◆ **Tugas**:
[a] Menurut teks bacaan, sejak tahun berapa Ki Hajar Dewantara mencetuskan peran penting keluarga dalam pendidikan?
[b] Berdasarkan teks bacaan, jelaskan dalam satu sampai tiga kalimat mengapa celoteh pertama anak yang bisa berbicara umumnya "I..bu..Ma ... ma ... Pa ... pa ..".
[c] Sebutkan semua bagian Tri Sentra Pendidikan yang tercantum dalam teks bacaan.

◆ **Teks Bacaan**:
************
Senin, 28 Mei 2018

Peran Orang Tua Terhadap Pola Asuh Anak di Era Now




Peran Orang Tua Terhadap Pola Asuh Anak di Era Now

"I..bu..Ma ... ma ... Pa ... pa .." adalah celoteh anak pertama kali bisa berbicara yang umum kita dengar. Mengapa??? Karena anak dekat dengan orang tuanya, orang tualah yang pertama kali mengajari berbicara, menulis, membaca dan lain sebagainya.

Image results for the image of parents to educate children

Keluarga merupakan pendidik yang pertama dan utama. Peran penting keluarga dalam pendidikan telah dicetuskan oleh Ki Hajar Dewantara sejak tahun 1935, sebagai bagian dari Tri Sentra Pendidikan, yaitu: alam keluarga, alam perguruan, dan alam pergerakan pemuda. Kemitraan Tri Sentra Pendidikan diharapkan dapat membangun ekosistem pendidikan yang mampu menumbuhkembangkan karakter dan budaya berprestasi.Perkembangan teknologi memberikan tantangan dalam pendidikan anak di masa kini. Keterlibatan keluarga dalam pendidikan sangat penting dalam menghadapi tantangan tersebut. Program Direktorat Jenderal Pendidikan Anak Usia Dini dan Pendidikan Masyarakat salah satunya adalah memperluas informasi dan edukasi tentang pelibatan keluarga dalam menghadapi tantangan pendidikan anak di masa kini. Hal tersebut akan menunjang tercapainya visi Kementerian Pendidikan dan Kebudayaan yaitu “Terbentuknya insan serta ekosistem pendidikan dan kebudayaan yang berkarakter dengan berlandaskan gotong royong”.
Keluarga sebagai unit terkecil dalam masyarakat. Memegang peranan penting terhadap asuh anak. Mari kita ambil contoh, seorang anak yang temperamen, bisa saja dibesarkan dalam lingkungan keluarga yang temperamen, begitupun anak yang suka bohong karena  terbiasa mendengarkan atau melihat aksi bohong dari orang tuanya, sebaliknya seorang anak yang manis dan berpekerti bahkan berprestasi dibesarkan dari keluarga yang taat norma.
************
◆ **Bahan yang Diberikan**:
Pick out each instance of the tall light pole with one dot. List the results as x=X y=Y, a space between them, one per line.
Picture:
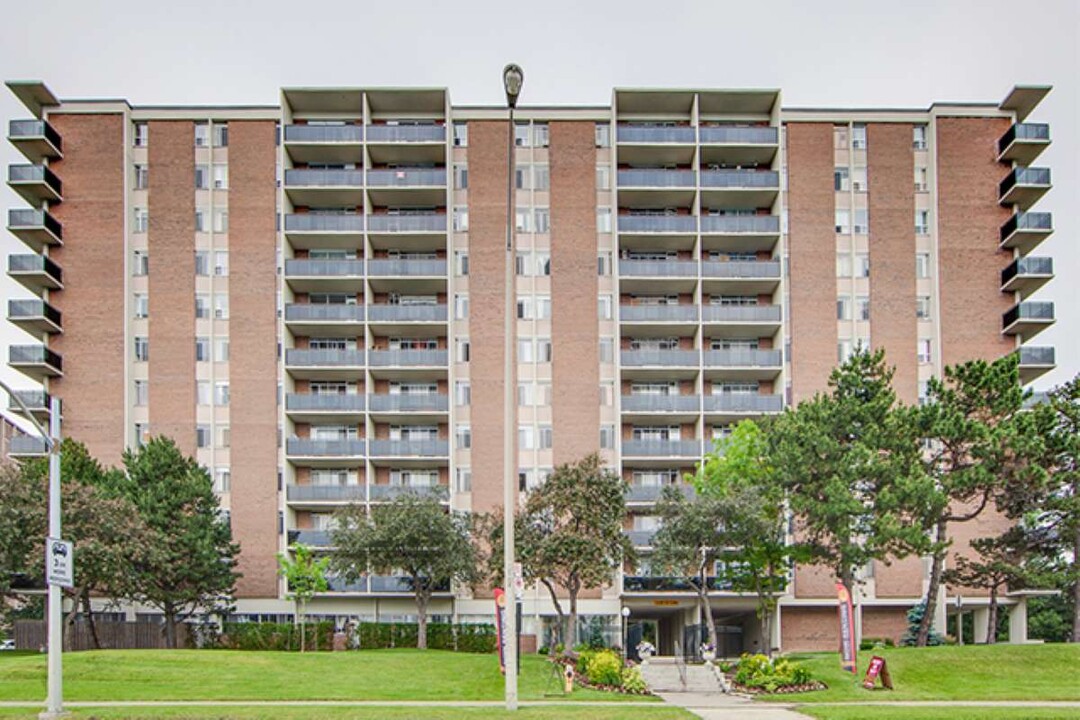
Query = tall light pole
x=512 y=80
x=54 y=702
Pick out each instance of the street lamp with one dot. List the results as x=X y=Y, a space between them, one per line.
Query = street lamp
x=512 y=80
x=54 y=702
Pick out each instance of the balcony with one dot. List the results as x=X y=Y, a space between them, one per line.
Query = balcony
x=389 y=492
x=429 y=448
x=1027 y=274
x=1027 y=318
x=325 y=275
x=1023 y=143
x=313 y=231
x=325 y=493
x=662 y=448
x=36 y=139
x=309 y=407
x=325 y=187
x=648 y=404
x=738 y=404
x=35 y=272
x=35 y=316
x=739 y=188
x=324 y=144
x=26 y=446
x=324 y=320
x=1024 y=187
x=35 y=184
x=1024 y=231
x=36 y=362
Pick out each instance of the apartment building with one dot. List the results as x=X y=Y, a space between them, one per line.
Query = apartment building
x=308 y=297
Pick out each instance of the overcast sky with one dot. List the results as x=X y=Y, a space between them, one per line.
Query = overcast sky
x=842 y=53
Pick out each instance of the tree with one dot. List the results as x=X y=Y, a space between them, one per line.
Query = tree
x=190 y=556
x=304 y=576
x=842 y=460
x=738 y=474
x=412 y=534
x=977 y=445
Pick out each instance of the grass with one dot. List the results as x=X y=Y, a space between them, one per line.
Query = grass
x=973 y=673
x=559 y=712
x=208 y=675
x=872 y=712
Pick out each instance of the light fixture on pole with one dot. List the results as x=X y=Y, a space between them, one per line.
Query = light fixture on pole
x=54 y=702
x=512 y=80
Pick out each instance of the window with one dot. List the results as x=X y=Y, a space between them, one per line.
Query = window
x=922 y=307
x=462 y=393
x=919 y=137
x=140 y=263
x=142 y=393
x=142 y=177
x=603 y=135
x=922 y=265
x=142 y=349
x=921 y=222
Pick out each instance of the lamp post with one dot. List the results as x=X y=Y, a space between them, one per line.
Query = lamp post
x=54 y=702
x=512 y=80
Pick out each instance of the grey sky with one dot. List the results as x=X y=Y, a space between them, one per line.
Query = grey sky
x=841 y=53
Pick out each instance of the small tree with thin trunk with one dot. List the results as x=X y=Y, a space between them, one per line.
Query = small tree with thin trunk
x=413 y=535
x=305 y=575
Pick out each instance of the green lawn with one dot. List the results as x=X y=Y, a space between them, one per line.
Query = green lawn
x=567 y=712
x=183 y=675
x=975 y=673
x=872 y=712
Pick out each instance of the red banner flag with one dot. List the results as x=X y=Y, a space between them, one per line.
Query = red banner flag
x=847 y=630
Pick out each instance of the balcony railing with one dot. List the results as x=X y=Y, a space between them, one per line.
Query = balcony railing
x=325 y=402
x=406 y=223
x=304 y=357
x=385 y=492
x=685 y=313
x=324 y=133
x=314 y=222
x=310 y=448
x=740 y=223
x=743 y=403
x=662 y=448
x=646 y=403
x=388 y=313
x=325 y=492
x=430 y=403
x=741 y=269
x=409 y=448
x=728 y=135
x=740 y=178
x=407 y=357
x=656 y=178
x=742 y=358
x=658 y=268
x=740 y=313
x=406 y=133
x=324 y=313
x=406 y=268
x=1024 y=131
x=324 y=268
x=406 y=178
x=324 y=178
x=659 y=135
x=659 y=357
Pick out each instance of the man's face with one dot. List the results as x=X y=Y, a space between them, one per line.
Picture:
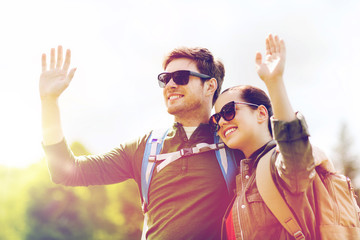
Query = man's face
x=184 y=100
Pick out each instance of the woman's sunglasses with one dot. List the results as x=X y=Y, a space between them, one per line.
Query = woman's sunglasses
x=227 y=112
x=180 y=77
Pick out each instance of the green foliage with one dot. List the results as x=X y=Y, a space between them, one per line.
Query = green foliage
x=34 y=208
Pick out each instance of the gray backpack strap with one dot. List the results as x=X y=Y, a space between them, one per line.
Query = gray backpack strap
x=152 y=148
x=273 y=199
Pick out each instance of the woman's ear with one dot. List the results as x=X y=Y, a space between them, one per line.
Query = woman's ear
x=210 y=86
x=263 y=114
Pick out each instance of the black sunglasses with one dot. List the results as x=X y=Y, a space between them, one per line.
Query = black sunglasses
x=180 y=77
x=227 y=112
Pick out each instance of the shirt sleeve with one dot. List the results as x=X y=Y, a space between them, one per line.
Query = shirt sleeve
x=295 y=163
x=117 y=165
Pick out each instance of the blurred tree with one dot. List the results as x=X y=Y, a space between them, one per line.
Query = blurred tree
x=345 y=158
x=343 y=153
x=57 y=212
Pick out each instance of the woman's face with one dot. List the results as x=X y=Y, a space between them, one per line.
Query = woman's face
x=241 y=130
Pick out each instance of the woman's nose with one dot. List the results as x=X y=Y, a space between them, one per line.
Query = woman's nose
x=171 y=83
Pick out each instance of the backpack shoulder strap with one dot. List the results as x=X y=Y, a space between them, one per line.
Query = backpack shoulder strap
x=224 y=155
x=227 y=163
x=273 y=199
x=152 y=148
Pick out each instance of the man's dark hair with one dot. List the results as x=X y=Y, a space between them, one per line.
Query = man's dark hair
x=205 y=62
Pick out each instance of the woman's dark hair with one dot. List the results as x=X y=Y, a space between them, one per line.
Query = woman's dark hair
x=254 y=95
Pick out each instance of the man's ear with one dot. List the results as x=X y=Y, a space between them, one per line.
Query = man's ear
x=263 y=114
x=210 y=86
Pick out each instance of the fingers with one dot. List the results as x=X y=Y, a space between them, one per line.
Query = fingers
x=282 y=46
x=59 y=61
x=60 y=58
x=70 y=76
x=52 y=58
x=67 y=60
x=274 y=45
x=258 y=58
x=43 y=62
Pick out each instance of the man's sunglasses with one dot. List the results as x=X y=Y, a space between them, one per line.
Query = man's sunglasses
x=227 y=112
x=180 y=77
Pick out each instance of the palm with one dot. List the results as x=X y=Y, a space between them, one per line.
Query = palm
x=273 y=66
x=54 y=81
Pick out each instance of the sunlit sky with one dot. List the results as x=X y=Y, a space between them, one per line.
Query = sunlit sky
x=118 y=47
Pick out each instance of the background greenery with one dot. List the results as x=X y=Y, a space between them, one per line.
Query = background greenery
x=34 y=208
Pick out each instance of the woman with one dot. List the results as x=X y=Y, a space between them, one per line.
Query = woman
x=242 y=120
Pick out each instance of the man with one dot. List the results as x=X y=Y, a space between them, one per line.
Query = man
x=187 y=198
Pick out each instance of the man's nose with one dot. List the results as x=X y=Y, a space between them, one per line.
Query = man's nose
x=171 y=83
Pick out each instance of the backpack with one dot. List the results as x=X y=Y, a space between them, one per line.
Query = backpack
x=339 y=216
x=224 y=155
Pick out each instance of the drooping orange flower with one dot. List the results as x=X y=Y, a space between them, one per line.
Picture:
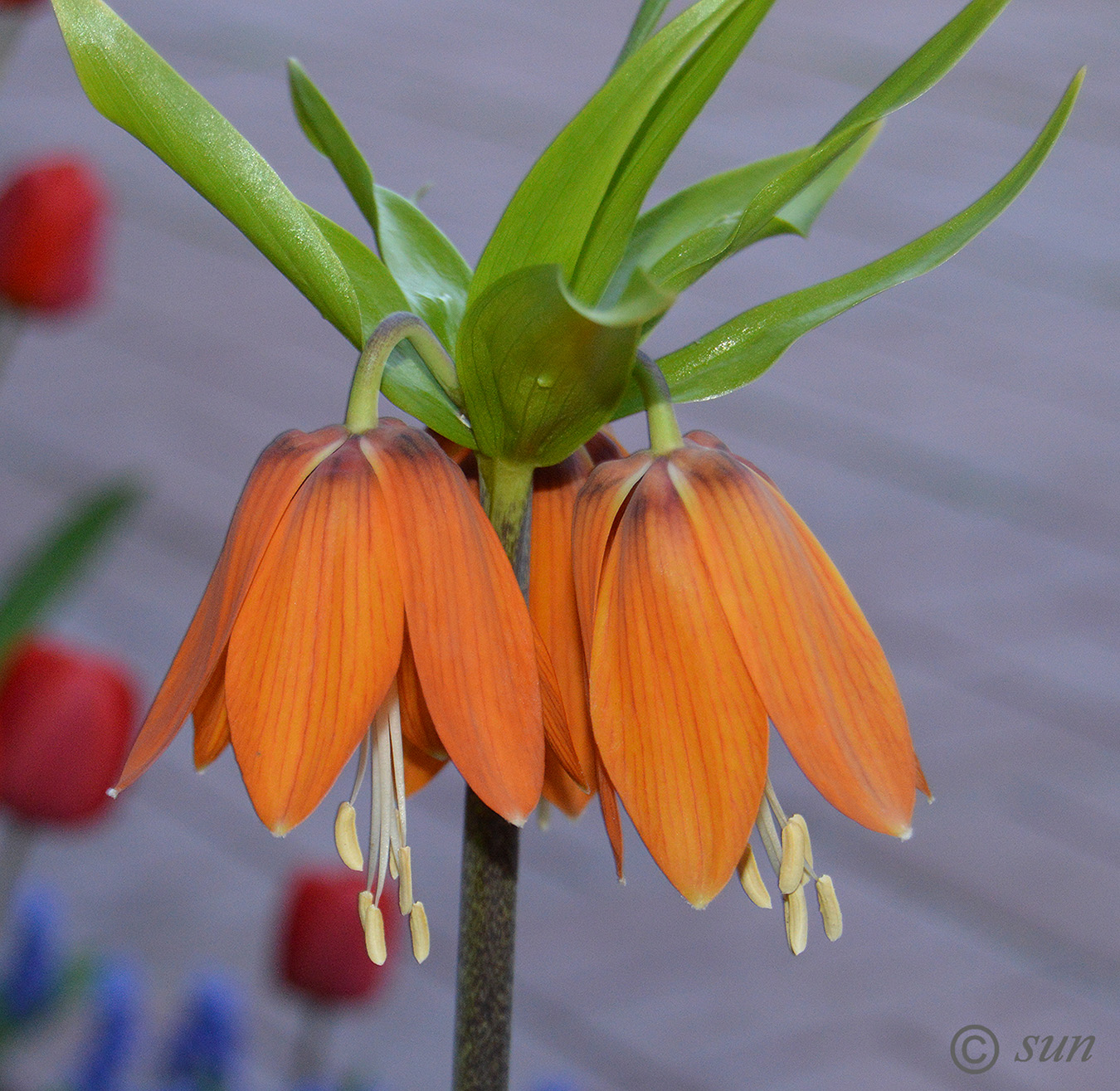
************
◆ **Jawaban Tugas**:
[a] Sejak tahun 1935.

[b] Hal itu terjadi karena anak dekat dengan orang tuanya. Orang tualah yang pertama kali mengajari anak berbicara, menulis, membaca, dan lain sebagainya.

[c] Alam keluarga, alam perguruan, dan alam pergerakan pemuda.